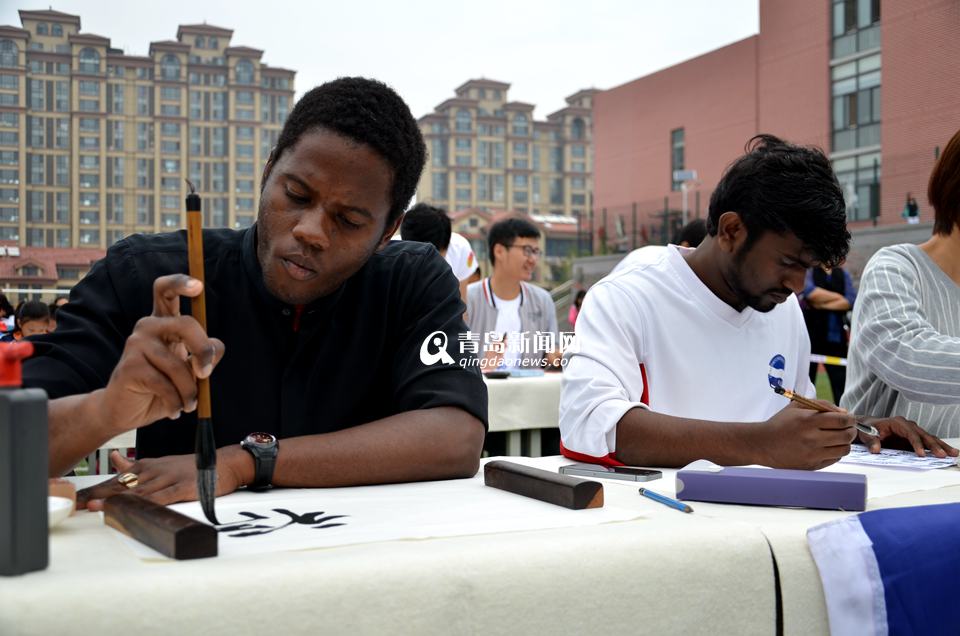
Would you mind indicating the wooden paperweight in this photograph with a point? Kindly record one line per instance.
(166, 531)
(560, 490)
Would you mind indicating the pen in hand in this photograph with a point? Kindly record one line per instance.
(822, 408)
(666, 501)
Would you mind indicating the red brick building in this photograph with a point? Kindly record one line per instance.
(876, 84)
(39, 271)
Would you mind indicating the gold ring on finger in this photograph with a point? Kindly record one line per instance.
(129, 480)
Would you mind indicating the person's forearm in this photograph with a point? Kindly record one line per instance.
(439, 443)
(646, 438)
(837, 304)
(75, 430)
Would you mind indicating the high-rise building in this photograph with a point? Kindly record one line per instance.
(875, 83)
(488, 153)
(96, 144)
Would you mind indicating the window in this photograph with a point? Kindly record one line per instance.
(556, 191)
(677, 145)
(90, 199)
(89, 162)
(521, 127)
(37, 94)
(90, 143)
(441, 186)
(464, 122)
(144, 209)
(63, 170)
(144, 94)
(578, 130)
(115, 209)
(116, 100)
(8, 54)
(856, 104)
(36, 175)
(89, 88)
(115, 172)
(89, 61)
(856, 26)
(62, 133)
(438, 153)
(115, 135)
(498, 188)
(170, 67)
(859, 179)
(244, 72)
(144, 136)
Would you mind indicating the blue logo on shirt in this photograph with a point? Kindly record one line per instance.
(775, 374)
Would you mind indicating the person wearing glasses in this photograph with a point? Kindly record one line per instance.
(508, 309)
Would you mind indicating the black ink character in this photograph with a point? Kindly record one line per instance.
(247, 529)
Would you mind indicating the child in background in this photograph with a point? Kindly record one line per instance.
(33, 317)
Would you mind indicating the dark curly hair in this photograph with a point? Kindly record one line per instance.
(368, 112)
(781, 187)
(426, 224)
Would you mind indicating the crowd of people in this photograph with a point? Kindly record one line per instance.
(366, 348)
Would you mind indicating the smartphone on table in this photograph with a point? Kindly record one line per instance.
(626, 473)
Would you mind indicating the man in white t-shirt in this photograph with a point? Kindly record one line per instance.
(677, 355)
(428, 224)
(507, 305)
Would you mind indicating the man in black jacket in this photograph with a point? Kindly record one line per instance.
(320, 333)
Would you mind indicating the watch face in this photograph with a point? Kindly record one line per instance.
(260, 439)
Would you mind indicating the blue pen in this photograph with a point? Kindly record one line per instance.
(666, 501)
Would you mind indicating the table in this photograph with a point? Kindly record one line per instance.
(666, 572)
(524, 406)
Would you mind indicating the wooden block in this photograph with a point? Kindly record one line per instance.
(169, 533)
(561, 490)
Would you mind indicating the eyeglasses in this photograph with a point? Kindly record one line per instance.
(528, 250)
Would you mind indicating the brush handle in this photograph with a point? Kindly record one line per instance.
(198, 305)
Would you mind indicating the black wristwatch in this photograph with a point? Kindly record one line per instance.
(264, 448)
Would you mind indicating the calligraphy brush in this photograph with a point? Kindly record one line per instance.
(205, 446)
(822, 408)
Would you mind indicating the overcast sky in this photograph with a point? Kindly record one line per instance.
(545, 49)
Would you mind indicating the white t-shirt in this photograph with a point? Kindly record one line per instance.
(460, 256)
(508, 322)
(654, 336)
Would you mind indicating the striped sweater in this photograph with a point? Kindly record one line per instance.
(905, 349)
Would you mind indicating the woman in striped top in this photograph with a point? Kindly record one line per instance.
(905, 348)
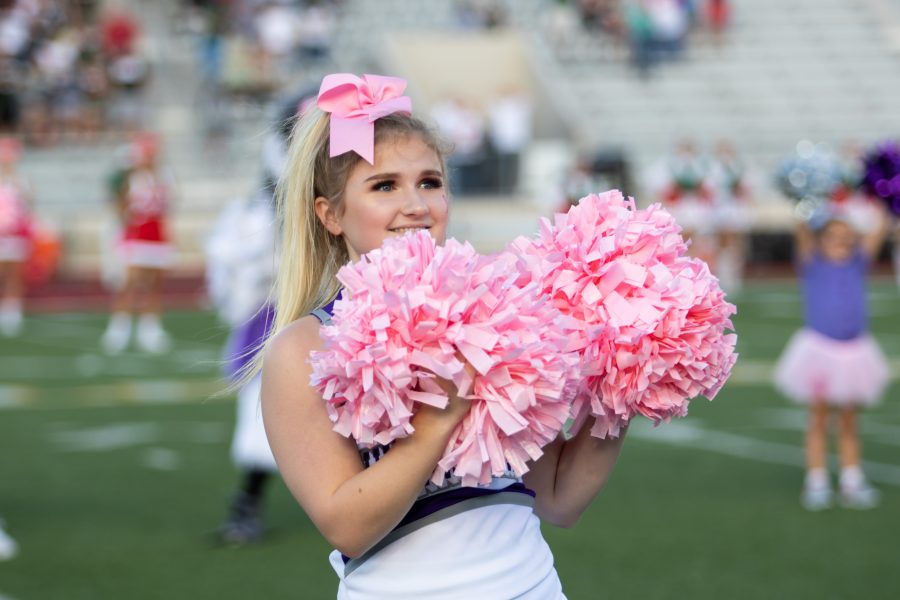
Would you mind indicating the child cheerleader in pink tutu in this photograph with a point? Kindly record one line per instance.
(361, 169)
(833, 364)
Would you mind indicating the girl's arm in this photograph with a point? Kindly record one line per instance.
(804, 243)
(570, 474)
(353, 507)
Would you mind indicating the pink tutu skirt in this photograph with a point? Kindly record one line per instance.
(815, 367)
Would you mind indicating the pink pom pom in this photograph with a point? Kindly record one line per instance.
(647, 322)
(411, 309)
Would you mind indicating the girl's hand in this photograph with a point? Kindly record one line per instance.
(457, 406)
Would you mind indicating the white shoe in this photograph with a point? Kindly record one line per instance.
(152, 338)
(861, 496)
(10, 323)
(117, 335)
(8, 546)
(817, 498)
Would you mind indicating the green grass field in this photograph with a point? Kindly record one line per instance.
(114, 472)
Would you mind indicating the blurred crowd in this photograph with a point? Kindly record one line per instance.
(649, 31)
(256, 47)
(488, 141)
(68, 71)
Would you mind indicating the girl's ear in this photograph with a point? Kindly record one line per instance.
(327, 215)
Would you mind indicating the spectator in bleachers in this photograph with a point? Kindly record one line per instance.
(718, 18)
(509, 132)
(681, 182)
(56, 62)
(277, 27)
(464, 126)
(480, 14)
(603, 17)
(316, 26)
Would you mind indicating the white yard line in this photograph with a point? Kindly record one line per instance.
(135, 391)
(687, 434)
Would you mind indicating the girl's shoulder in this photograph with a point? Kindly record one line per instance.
(295, 342)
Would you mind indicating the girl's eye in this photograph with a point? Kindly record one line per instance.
(432, 183)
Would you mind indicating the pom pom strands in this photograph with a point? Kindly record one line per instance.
(411, 309)
(647, 322)
(882, 175)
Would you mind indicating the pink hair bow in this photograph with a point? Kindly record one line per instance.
(355, 103)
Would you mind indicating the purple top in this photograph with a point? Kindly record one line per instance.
(834, 296)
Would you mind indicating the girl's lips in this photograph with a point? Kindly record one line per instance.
(408, 228)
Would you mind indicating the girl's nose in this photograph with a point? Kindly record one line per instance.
(415, 203)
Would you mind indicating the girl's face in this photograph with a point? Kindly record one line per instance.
(837, 241)
(403, 191)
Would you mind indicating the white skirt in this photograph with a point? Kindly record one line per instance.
(817, 368)
(250, 446)
(493, 552)
(14, 248)
(152, 255)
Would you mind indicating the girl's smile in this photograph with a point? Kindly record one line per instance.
(403, 191)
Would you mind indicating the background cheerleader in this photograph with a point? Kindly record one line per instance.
(142, 202)
(731, 191)
(833, 364)
(15, 237)
(241, 255)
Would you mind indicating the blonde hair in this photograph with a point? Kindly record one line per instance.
(310, 255)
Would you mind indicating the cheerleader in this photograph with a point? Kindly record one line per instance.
(241, 256)
(833, 364)
(685, 191)
(361, 169)
(15, 238)
(142, 202)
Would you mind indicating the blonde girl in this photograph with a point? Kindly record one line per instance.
(361, 169)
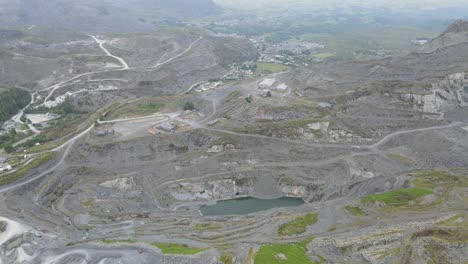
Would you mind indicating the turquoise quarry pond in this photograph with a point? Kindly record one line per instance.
(248, 205)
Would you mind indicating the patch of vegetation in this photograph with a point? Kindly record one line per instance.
(265, 67)
(323, 55)
(11, 101)
(402, 159)
(399, 197)
(286, 128)
(178, 249)
(284, 253)
(298, 225)
(234, 95)
(207, 226)
(226, 259)
(189, 106)
(14, 176)
(250, 256)
(7, 140)
(65, 108)
(146, 106)
(354, 210)
(113, 241)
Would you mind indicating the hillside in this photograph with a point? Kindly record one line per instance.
(12, 100)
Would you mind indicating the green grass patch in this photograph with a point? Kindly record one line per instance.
(14, 176)
(146, 106)
(178, 249)
(265, 67)
(323, 55)
(281, 128)
(116, 241)
(234, 95)
(298, 225)
(402, 159)
(226, 259)
(354, 210)
(399, 197)
(207, 226)
(294, 253)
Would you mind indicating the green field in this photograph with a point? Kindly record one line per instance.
(143, 107)
(282, 254)
(265, 67)
(38, 161)
(399, 197)
(178, 249)
(323, 55)
(298, 225)
(354, 210)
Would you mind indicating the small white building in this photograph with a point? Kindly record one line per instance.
(5, 167)
(167, 127)
(282, 87)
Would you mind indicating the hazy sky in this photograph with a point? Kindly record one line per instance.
★ ★ ★ ★
REQUIRED WORK: Leave out the pictures and transcribe everything else exactly.

ANSWER TO THIS EXERCISE:
Would you mind indicating the wooden paperweight in this photograph with a point? Kindly record one line per instance.
(166, 531)
(560, 490)
Would you mind indicating the pen in hand in this photograph with a point? Kindly record one line per instance.
(822, 408)
(666, 501)
Would you mind indicating the red brick building in this photograph with a point? Kindly record one line per instance.
(876, 84)
(39, 271)
Would you mind indicating the gold ring on finger in this photograph with a point? Kindly record one line per instance.
(129, 480)
Would you mind indicating the person's forearm in this photograph with a point? Kindly record one line per instance.
(439, 443)
(646, 438)
(837, 304)
(75, 430)
Would you mind indicating the high-rise building in this photograph with a point? Kindly record one line per instance.
(875, 83)
(488, 153)
(96, 144)
Would you mind indicating the window in this photograph with a point? Kindly record one line per instance.
(556, 191)
(677, 145)
(90, 199)
(89, 162)
(521, 127)
(37, 94)
(90, 143)
(441, 186)
(464, 122)
(144, 209)
(63, 170)
(144, 94)
(578, 130)
(115, 209)
(116, 100)
(8, 54)
(856, 104)
(36, 175)
(89, 88)
(115, 172)
(89, 61)
(856, 26)
(62, 133)
(438, 153)
(115, 135)
(498, 188)
(170, 67)
(859, 179)
(244, 72)
(144, 136)
Would you mind indicating the blue logo on shirt in this photograph with a point? Kindly record one line per instance.
(775, 374)
Would you mind indicating the person wearing glasses in this photograph with a point? Kindly record one line per instance.
(508, 309)
Would you mind indicating the black ink character in this photograph with a point? Kindly record one line per instance.
(247, 529)
Would you mind indicating the child in background in this photograph with a point? Kindly record one line per instance.
(33, 317)
Would you mind indicating the dark curly hair in this photograph with a point? Kindly record one line per instance.
(368, 112)
(781, 187)
(426, 224)
Would you mind indicating the crowd of people in this photograph with a point? Kindly record one line per instance.
(366, 348)
Would you mind indicating the smartphone on table in this photograph with a point? Kindly record one line per instance.
(626, 473)
Would you mind indicating the man in white t-shirt in this photograph with a point? Kindly record one line per instance.
(677, 355)
(428, 224)
(507, 305)
Would you mind indicating the man in black jacket in this photograph with a point? Kindly record one line per instance.
(320, 333)
Would you mind indicating the watch face in this photograph with a point? Kindly record one line per instance.
(260, 439)
Would you mind indicating the blue pen in this photograph with a point? Kindly record one line per instance.
(666, 501)
Would you mind indicating the table in this photograph with a point? Kindly record one line per instance.
(666, 572)
(524, 406)
Would you mind indicating the wooden block in this photograph with a point? Kindly record one line per instance.
(169, 533)
(561, 490)
Would you mind indicating the eyeglasses in this photograph with a point? Kindly record one line per instance.
(528, 250)
Would you mind indicating the brush handle in this photograph with a point? Kindly record one line per instance.
(198, 305)
Would you mind indicating the black wristwatch in this photograph with a point? Kindly record one line per instance.
(264, 448)
Would you mind indicating the calligraphy brush in this photograph with a point? Kindly record one line per instance.
(205, 446)
(822, 408)
Would you mind indicating the overcast sky in this photograph with a point? Kindly record one line per instance.
(545, 49)
Would you mind indicating the white t-shirt in this photograph with a point? Kindly record one line per instance.
(460, 256)
(508, 322)
(654, 336)
Would you mind indicating the striped sweater in this photograph with a point? Kindly record one line per instance.
(905, 349)
Would you mind indicating the woman in striped top in this photograph with a point? Kindly record one line per instance.
(905, 348)
Would you mind indicating the child cheerleader in pink tutu in this photograph with a point? Kindly record one line per instance.
(361, 169)
(833, 364)
Would you mind indicating the girl's arm in this photograph with a point? Kindly record one line per instance.
(804, 243)
(570, 474)
(353, 507)
Would you mind indicating the pink tutu skirt in this photograph with a point? Kindly record one line per instance.
(815, 367)
Would you mind indicating the pink pom pom in this photograph with a point? Kindly record one line per instance.
(647, 322)
(411, 309)
Would you mind indicating the girl's hand in this photograph with a point? Kindly record one line per instance.
(457, 406)
Would you mind indicating the white shoe in this photograph with a point? Kindly record one line per instance.
(152, 338)
(861, 496)
(10, 323)
(117, 335)
(8, 546)
(817, 498)
Would you mind indicating the green grass field in this photograph with a point? Kindly record one line per instance.
(114, 472)
Would you mind indicating the blurred crowd in this photograph with a point? Kindly record one line per instance.
(649, 31)
(256, 47)
(488, 141)
(68, 71)
Would you mind indicating the girl's ear in this photograph with a point? Kindly record one line per instance.
(327, 215)
Would you mind indicating the spectator in bleachers in this photograph with a point? Kindly record one line per instance.
(718, 18)
(509, 132)
(681, 182)
(56, 62)
(277, 27)
(464, 126)
(480, 14)
(603, 17)
(316, 26)
Would you mind indicating the white yard line in this photograph with a point? Kindly record one line per instance.
(135, 391)
(687, 434)
Would you mind indicating the girl's shoulder in this photograph with a point? Kindly record one line per instance.
(295, 342)
Would you mind indicating the girl's eye in this photograph with a point? Kindly record one line per instance.
(432, 183)
Would you mind indicating the pom pom strands in this photograph with a point? Kindly record one line per instance.
(411, 309)
(647, 322)
(882, 175)
Would you mind indicating the pink hair bow in this photograph with a point? Kindly record one line per instance.
(355, 103)
Would you mind indicating the purple top in this photograph with a point? Kindly record one line per instance.
(834, 296)
Would you mind indicating the girl's lips in this photograph with a point? Kindly record one line per instance.
(408, 228)
Would you mind indicating the girl's nose in this photograph with a point? Kindly record one line per instance.
(415, 203)
Would you mind indicating the girl's face in this photograph with a point? Kindly record one line per instance.
(837, 241)
(403, 191)
Would you mind indicating the white skirt in this photograph with a point? Kindly record one line per instance.
(817, 368)
(250, 446)
(493, 552)
(14, 248)
(152, 255)
Would you mind indicating the girl's smile in this photograph with a point? Kindly record one line per instance.
(403, 191)
Would you mind indicating the background cheerleader in this photograph with a point? Kindly record one line per instance.
(142, 202)
(731, 191)
(833, 364)
(15, 237)
(241, 255)
Would you mind indicating the blonde hair in this photograph with a point? Kindly record one line per instance.
(310, 255)
Would you mind indicating the cheerleader in this photograph with a point? Kindly record one line per instance.
(241, 256)
(833, 364)
(685, 191)
(361, 169)
(15, 238)
(142, 202)
Would you mind indicating the blonde girl in this photograph with a point? Kindly record one line per instance.
(361, 169)
Would you mind indicating the turquoise quarry pond in this photograph with a point? Kindly record one line per instance.
(248, 205)
Would you mind indicating the patch of vegetation in this photograph with a point? Kindly record one line per instance.
(265, 67)
(323, 55)
(11, 101)
(402, 159)
(399, 197)
(286, 128)
(178, 249)
(284, 253)
(298, 225)
(234, 95)
(207, 226)
(226, 259)
(189, 106)
(14, 176)
(250, 256)
(7, 140)
(65, 108)
(146, 106)
(354, 210)
(113, 241)
Would you mind indicating the hillside in this photograph with a point? Kindly record one line per instance.
(12, 100)
Would you mind indicating the green grass patch in this photograph with a point? Kindly record one line per instance.
(14, 176)
(146, 106)
(178, 249)
(265, 67)
(323, 55)
(281, 128)
(116, 241)
(234, 95)
(298, 225)
(402, 159)
(226, 259)
(354, 210)
(399, 197)
(207, 226)
(294, 253)
Would you mind indicating the green field in this photograph with a point? Kindly record one line per instance.
(143, 107)
(282, 254)
(265, 67)
(38, 161)
(399, 197)
(178, 249)
(323, 55)
(298, 225)
(354, 210)
Would you mind indicating the small white building in this photograph with a point? Kindly record one line per instance.
(5, 167)
(167, 127)
(282, 87)
Would you mind indicating the hazy sky in this photograph with a point? Kindly record one line per instance.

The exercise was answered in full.